(Selected passage)
##############################

MST3K 111: Moon Zero Two

Jul 03, 2011 09:11

Returning all the way to the first season of Mystery Science Theater 3000, I've taken in "Moon Zero Two." Once more bringing colour to the first season after the cheap 1980s adventures of " Robot Holocaust," this movie is set in the groovy 1960s flush of the Space Age. As Crow notes during the first season tradition of trying to name a "good thing" and a "bad thing" about the movie for a "RAM chip," though, "grooviness" can go both ways...

In another 1960s touch, the movie opens with animated credits featuring a theme song with a bellowing "Moon... Zero Two!" chorus (Joel gets up and starts dancing up a storm for part of it) and an astronaut and a cosmonaut chasing each other around the Moon, knocking down each other's flags, until everyone else arrives in a flurry of rocket ships and they get overwhelmed by a Moon city. It's reminiscent of " Catalina Caper." Then, it's on to live action and the "Moon Zero Two" spaceship itself, which is just a Lunar Module with an extra piece in between the two stages on the outside and has a sort of "cut-rate 2001" quality to it inside. The very high-foreheaded Bill Kemp, first man on Mars, and his accented flight engineer Karminski are retrieving broken satellites for a living ("Looks like a little orbiting ice machine."), and after the futuristic-garbed Clem sees Kemp getting out of the shower he's recruited by the bald, bearded, and monocled (which seems to make him automatically suspicious) J.J. Hubbard to redirect an asteroid of pure sapphire (which I suppose is a change from it being gold, uranium, or diamond) down to the Moon. With that done, Kemp overcomes Hubbard's minions in a brawl with the artificial gravity turned off (the film slows down and the futuristic-garbed dancing girls of the Moon bar get that much more bizarre) and heads off with Clem to try and find her brother, travelling by "Moon bug." ("And so they set out in the wiener car in search of the giant kielbasa." "Looks like they're kind of crawling out of the Tupperware orange.") It turns out that Clem's brother is a skeleton inside his space suit and colour-coded adversaries are attacking, but Kemp manages to take care of all of them ("Well, you got lime green! Just lemon yellow and raspberry red to go.") and he and Clem make it back despite having to drive through unfiltered sunlight with no cooling (Clem strips down to her futuristic underwear). They then discover that Hubbard is connected to the murder of Clem's brother and, despite going back out into space at gunpoint to guide the sapphire asteroid in, turn the tables on Hubbard and wind up with the crashed sapphire.

##############################

(Exercise requirements)
1 – According to the Moon Zero Two review, who is the first man on Mars?
2 – Return the passage of the Moon Zero Two review starting with "MST3K 111: Moon" and going on through "go both ways...".

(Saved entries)

##############################

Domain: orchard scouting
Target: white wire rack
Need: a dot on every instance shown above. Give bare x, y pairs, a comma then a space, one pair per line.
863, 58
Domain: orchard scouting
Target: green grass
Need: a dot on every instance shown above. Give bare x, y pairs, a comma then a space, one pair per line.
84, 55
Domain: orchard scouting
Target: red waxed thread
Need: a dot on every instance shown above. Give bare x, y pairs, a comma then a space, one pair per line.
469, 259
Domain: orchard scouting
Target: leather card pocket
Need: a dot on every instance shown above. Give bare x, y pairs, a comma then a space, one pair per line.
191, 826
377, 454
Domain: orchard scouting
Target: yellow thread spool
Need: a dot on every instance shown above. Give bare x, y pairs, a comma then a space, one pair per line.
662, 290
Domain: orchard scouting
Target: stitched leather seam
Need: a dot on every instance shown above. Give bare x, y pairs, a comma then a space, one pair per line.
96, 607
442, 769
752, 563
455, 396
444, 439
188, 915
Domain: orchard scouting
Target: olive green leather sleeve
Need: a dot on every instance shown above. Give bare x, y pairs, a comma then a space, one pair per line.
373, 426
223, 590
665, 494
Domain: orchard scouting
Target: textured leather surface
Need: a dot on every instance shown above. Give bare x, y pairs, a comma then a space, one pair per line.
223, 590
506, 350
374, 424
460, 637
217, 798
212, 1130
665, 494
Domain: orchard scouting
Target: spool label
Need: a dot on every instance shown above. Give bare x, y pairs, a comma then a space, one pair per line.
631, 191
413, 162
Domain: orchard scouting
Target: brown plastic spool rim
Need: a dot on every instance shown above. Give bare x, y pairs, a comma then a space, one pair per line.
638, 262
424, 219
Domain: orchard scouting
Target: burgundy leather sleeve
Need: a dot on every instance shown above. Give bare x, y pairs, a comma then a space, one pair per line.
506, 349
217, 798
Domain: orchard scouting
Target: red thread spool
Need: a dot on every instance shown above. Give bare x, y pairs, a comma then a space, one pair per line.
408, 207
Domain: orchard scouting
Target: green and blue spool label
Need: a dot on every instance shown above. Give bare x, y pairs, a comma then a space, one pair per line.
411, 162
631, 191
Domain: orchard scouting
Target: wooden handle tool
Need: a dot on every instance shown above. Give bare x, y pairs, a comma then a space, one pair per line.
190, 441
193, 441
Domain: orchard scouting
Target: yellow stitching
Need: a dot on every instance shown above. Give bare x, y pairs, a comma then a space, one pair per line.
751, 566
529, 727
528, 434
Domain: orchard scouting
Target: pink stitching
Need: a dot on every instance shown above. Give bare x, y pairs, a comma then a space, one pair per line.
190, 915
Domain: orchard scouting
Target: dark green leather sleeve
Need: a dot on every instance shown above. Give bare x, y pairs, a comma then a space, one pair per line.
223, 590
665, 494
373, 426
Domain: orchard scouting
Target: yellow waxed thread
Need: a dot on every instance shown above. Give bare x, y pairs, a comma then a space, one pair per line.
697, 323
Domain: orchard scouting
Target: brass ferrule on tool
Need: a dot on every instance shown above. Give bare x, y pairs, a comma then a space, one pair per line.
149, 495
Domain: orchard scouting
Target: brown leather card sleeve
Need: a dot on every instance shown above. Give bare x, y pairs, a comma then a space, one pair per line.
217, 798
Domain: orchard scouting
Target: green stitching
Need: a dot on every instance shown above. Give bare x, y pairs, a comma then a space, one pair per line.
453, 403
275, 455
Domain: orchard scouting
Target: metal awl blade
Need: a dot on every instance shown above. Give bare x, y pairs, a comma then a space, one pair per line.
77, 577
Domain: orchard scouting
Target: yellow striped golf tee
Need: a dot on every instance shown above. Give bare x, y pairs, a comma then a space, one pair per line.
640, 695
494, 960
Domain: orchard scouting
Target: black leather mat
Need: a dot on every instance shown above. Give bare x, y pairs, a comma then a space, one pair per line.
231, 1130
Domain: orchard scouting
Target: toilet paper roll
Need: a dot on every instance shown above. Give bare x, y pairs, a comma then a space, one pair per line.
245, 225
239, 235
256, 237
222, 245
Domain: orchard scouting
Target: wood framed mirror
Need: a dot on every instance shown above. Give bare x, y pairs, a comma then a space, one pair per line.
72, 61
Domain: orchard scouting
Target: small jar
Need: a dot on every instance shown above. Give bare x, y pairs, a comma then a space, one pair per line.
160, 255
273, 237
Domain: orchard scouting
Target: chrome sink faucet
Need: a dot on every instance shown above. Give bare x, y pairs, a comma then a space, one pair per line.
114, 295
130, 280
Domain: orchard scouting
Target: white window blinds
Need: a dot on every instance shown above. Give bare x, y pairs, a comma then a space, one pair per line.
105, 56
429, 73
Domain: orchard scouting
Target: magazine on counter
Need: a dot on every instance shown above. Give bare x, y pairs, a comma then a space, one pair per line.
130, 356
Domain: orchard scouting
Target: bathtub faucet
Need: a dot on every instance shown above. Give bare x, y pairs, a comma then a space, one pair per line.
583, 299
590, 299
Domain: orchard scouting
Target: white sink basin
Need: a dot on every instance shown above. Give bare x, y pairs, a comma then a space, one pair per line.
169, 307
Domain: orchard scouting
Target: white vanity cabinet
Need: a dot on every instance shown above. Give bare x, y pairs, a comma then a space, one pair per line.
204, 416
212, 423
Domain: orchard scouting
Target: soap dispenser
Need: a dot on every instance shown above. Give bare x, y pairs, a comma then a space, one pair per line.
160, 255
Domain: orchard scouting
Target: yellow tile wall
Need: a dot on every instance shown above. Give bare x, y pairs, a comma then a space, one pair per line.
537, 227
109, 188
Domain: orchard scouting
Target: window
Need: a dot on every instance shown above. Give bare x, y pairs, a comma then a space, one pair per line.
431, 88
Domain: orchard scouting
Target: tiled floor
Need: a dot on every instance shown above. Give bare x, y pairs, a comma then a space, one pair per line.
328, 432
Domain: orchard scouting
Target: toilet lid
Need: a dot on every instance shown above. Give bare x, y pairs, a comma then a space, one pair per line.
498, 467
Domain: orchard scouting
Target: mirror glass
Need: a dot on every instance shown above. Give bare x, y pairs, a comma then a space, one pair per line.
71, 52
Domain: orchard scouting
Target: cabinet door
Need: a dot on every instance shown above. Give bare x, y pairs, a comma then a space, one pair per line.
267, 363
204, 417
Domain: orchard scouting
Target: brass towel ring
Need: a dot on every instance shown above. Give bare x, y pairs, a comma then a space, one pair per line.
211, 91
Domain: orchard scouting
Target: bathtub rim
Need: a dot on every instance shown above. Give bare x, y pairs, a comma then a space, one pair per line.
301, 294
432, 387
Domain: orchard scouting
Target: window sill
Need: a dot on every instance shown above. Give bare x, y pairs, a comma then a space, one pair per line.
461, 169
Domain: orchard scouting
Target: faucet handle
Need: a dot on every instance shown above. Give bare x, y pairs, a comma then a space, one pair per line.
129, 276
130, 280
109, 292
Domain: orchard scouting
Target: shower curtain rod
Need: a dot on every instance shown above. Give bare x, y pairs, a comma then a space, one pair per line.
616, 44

##############################

(Answers provided)
1 – Bill Kemp

2 –
MST3K 111: Moon Zero Two

Jul 03, 2011 09:11

Returning all the way to the first season of Mystery Science Theater 3000, I've taken in "Moon Zero Two." Once more bringing colour to the first season after the cheap 1980s adventures of " Robot Holocaust," this movie is set in the groovy 1960s flush of the Space Age. As Crow notes during the first season tradition of trying to name a "good thing" and a "bad thing" about the movie for a "RAM chip," though, "grooviness" can go both ways...